If a record contains a picture, skip the picture and transcribe the rest exactly.

○ ○ ○

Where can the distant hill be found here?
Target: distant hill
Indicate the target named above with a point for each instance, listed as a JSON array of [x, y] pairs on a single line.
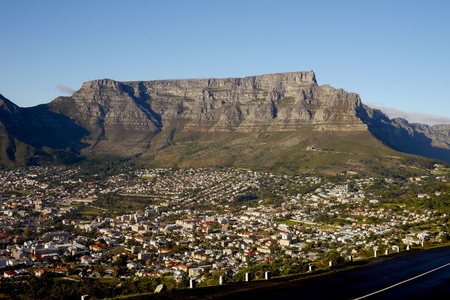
[[280, 121]]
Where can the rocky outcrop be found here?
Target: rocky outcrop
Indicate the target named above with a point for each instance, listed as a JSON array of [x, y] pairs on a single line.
[[399, 134], [131, 118], [141, 110]]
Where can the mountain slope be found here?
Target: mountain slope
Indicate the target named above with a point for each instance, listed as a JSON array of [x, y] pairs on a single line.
[[284, 121]]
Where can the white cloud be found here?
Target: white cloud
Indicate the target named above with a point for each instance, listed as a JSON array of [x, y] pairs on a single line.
[[412, 117], [65, 89]]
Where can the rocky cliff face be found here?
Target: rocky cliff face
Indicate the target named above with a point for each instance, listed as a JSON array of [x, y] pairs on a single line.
[[134, 118], [112, 110]]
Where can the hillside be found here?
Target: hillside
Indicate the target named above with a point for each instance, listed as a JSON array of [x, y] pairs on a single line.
[[283, 121]]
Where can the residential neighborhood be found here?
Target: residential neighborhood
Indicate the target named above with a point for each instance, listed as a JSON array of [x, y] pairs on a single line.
[[193, 223]]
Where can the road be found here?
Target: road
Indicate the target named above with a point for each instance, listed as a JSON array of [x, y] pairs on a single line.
[[420, 275]]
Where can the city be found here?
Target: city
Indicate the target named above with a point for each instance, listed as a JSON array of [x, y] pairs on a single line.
[[197, 224]]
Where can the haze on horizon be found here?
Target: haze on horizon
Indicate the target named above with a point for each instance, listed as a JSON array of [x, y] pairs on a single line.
[[394, 54]]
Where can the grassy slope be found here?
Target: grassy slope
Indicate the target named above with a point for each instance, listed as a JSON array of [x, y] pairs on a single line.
[[277, 151]]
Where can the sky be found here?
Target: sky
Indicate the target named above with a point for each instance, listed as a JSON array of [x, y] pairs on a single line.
[[394, 54]]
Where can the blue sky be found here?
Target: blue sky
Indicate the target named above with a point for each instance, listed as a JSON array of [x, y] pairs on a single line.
[[395, 54]]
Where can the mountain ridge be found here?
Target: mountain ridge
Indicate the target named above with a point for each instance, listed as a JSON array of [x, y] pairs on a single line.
[[164, 120]]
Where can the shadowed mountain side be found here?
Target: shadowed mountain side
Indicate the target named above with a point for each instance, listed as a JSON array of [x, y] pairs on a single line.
[[284, 121], [418, 139], [23, 131]]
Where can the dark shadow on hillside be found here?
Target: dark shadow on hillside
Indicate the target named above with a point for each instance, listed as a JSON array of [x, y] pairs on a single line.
[[41, 127], [401, 136]]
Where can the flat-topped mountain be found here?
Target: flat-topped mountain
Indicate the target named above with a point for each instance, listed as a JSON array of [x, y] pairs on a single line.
[[259, 120]]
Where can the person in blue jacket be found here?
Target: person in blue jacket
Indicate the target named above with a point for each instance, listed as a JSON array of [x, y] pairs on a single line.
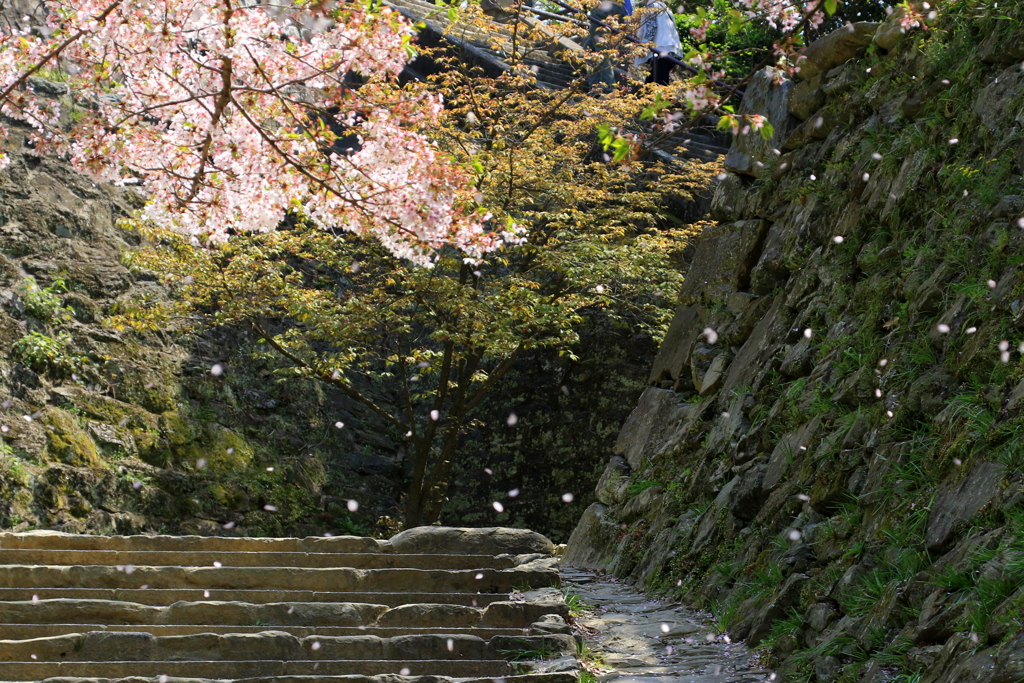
[[657, 30]]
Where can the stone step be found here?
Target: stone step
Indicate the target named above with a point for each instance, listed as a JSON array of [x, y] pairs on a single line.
[[58, 541], [166, 596], [249, 558], [64, 610], [29, 631], [37, 671], [305, 579], [431, 602], [264, 645], [559, 677]]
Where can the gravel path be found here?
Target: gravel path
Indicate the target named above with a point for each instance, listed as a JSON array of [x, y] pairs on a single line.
[[644, 640]]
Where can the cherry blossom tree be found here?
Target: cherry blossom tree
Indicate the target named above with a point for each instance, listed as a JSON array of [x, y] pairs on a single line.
[[230, 117]]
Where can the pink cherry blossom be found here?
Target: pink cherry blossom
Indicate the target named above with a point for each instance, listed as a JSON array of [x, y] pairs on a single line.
[[229, 118]]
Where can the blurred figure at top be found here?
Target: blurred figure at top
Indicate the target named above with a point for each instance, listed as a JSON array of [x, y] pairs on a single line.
[[657, 30]]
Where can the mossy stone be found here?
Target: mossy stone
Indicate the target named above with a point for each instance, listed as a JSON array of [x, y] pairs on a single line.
[[68, 441]]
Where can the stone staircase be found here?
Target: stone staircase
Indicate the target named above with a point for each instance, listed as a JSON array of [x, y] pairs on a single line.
[[432, 603]]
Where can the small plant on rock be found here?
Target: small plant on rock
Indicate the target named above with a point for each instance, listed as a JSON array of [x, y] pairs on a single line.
[[50, 355], [44, 303]]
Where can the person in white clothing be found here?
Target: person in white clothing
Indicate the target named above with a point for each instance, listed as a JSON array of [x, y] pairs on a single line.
[[657, 30]]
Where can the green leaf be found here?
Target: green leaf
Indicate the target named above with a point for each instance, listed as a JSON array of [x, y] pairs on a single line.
[[622, 147], [654, 108]]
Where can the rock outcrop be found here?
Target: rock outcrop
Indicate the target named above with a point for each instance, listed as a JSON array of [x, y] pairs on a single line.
[[829, 456]]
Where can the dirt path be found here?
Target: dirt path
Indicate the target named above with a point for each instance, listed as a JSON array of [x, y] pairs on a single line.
[[643, 640]]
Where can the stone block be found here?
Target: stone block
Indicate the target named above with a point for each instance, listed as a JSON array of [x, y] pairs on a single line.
[[751, 154], [724, 257], [674, 353], [489, 541], [592, 545], [612, 485], [838, 47], [762, 344], [960, 501], [805, 98]]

○ ○ ○

» **Exercise output**:
Where can the distant hill be found here?
Target: distant hill
Indicate the target named above with a point for each instance, listed as a JSON array of [x, y] pairs on a single line.
[[280, 121]]
Where can the rocky outcrop be found here?
Target: rocky outcrop
Indicate the target named above with a point for each instance, listed as a JSON array of [x, y] pairs on a single line.
[[399, 134], [131, 118], [141, 110]]
Where can the mountain slope be found here?
Target: mountain slope
Indicate the target named above with a point for each instance, listed as a JSON array of [x, y] pairs on a single line.
[[284, 121]]
Where can the white cloud be found here?
Target: white cloud
Indicate the target named above with a point for each instance, listed as a JSON array of [x, y] pairs on a single line.
[[412, 117], [65, 89]]
Where can the rocky cliff face be found here?
Target: rocky cliff face
Indicate the target named above with a point for each instance, listed as a JSON array of [x, y] pairs on a single line.
[[134, 118], [112, 110]]
Where can the hillside be found here?
Target: hillside
Indicate the target named above with a point for each instance, listed as a JSON array of [x, y] pairs on a single line.
[[283, 121]]
Where can the residential neighborhood be found here?
Target: residential neighborhood
Indicate the target named above with a point for each instance, listed as a JSON array of [x, y] pairs on a single line.
[[193, 223]]
Where can the road be found here?
Target: road
Indicate the target named above with a point for each instance, listed as a JSON array of [x, y] pairs on a single line.
[[420, 275]]
Where can the city be found here?
Target: city
Indicate the target named above with a point for each instance, listed as a JSON array of [x, y] pairs on a single line.
[[197, 224]]
Where can the haze on horizon be found here?
Target: haze on horizon
Indicate the target named above with a point for each instance, listed as a JSON array of [x, y] pairs on a single line.
[[394, 54]]
Where can the grassy slope be found here?
Target: grassy slope
Indicate the target named above with a point for each instance, listed as a JSON array of [x, y] pairs on a single line.
[[277, 151]]
Where can the sky be found here?
Target: sky
Indicate the target named above with a point for each instance, listed as a JSON array of [x, y] pairs on a single line.
[[394, 54]]
Where can the blue sky be found here?
Target: blue sky
Indicate the target named above with a point for each instance, listed as a JSON array of [x, y] pairs on a single line.
[[395, 54]]
Where can the mountain ridge be found here?
Target: mountain ridge
Indicate the target named above with a point for each instance, listed as a JSON array of [x, y] pairs on a single line.
[[164, 120]]
Where can the shadowed mountain side be found here?
Target: shadowed mountain side
Indicate the target named above with a point for each instance, listed as a JSON array of [x, y] pairs on a single line.
[[284, 121], [418, 139], [23, 131]]
Where can the dark shadow on hillside be found here?
Target: dark shadow on hillside
Indicate the target named above with a point for each instance, listed as a JSON array of [x, y] pairs on a single line.
[[41, 127], [401, 136]]
Where can the flat-topped mountain be found here?
Target: flat-topped mountain
Indicate the target named above with a point for each instance, listed as a JSON array of [x, y] pairs on a single line.
[[259, 120]]
Where can the person in blue jacket be found here?
Target: person in blue jacket
Indicate the target named above with a point for each instance, listed as a JSON array of [x, y] pairs on a single line.
[[657, 30]]
Where can the stone step be found here?
Target: stone step
Indicate the target named above with a point for each instance, listed as a JSON array of [x, y] pairs on a single line.
[[58, 541], [166, 596], [249, 558], [64, 610], [29, 631], [37, 671], [305, 579], [431, 602], [264, 645], [559, 677]]
Where can the gravel path be found here?
Target: gravel path
Indicate the target named above with a point for each instance, listed as a JSON array of [x, y] pairs on a single line.
[[644, 640]]
Where can the cherry blossom tree be found here?
Target: cherry blossom tree
Indicate the target named above with a point for each instance, listed as a JSON array of [x, y] pairs on a single line.
[[230, 117]]
Where can the pink cherry blossom be found here?
Target: pink cherry blossom
Indicate the target named above with a point for each instance, listed as a JSON array of [x, y] pairs on a single line.
[[229, 118]]
Where can the blurred figure at top be found here?
Target: blurred figure at top
Indicate the target named above with a point for each instance, listed as a JSON array of [x, y] pairs on a single line.
[[657, 30]]
Where can the mossy stone be found here?
Target: mossy stone
Indicate the target named above with a point for each instance, listed as a JSON array of [x, y] pairs on a single line.
[[68, 441]]
Where can the stone staircase be found here?
Target: stone staircase
Indicate the target named above with a point for each instance, listed as a JSON array of [x, y] pairs on a single line.
[[432, 603]]
Where can the small plant on rock be found here?
Target: small plant on rock
Indicate the target named above with a point for each instance, listed as a JSON array of [x, y] pairs on a single line.
[[50, 355], [44, 303]]
Where can the person in white clothing be found here?
Target: person in white clothing
Indicate the target named above with a point for each instance, listed as a JSON array of [x, y] pairs on a single line.
[[657, 30]]
Where can the green leaf be found here?
Target: green leaf
Indicate the target named above with a point for each instance, listed as a JSON array of [x, y] pairs on a single line.
[[622, 147], [654, 108]]
Where can the rock outcrop be found here?
Target: rock outcrop
Indicate the target named above with a point for each instance, listed as a JSON array of [x, y] pairs on a single line.
[[829, 456]]
Where can the dirt path be found here?
Target: dirt path
Indicate the target named above with a point for each instance, listed as a JSON array of [x, y] pairs on a single line.
[[643, 640]]
Where can the stone block be found here?
Target: stone block
Indicate the target named above with a point for each instance, listed as a JSON array of [x, y] pairs on a single line.
[[751, 154], [724, 257], [674, 353], [489, 541], [592, 545], [612, 485], [838, 47], [762, 344], [960, 501], [805, 98]]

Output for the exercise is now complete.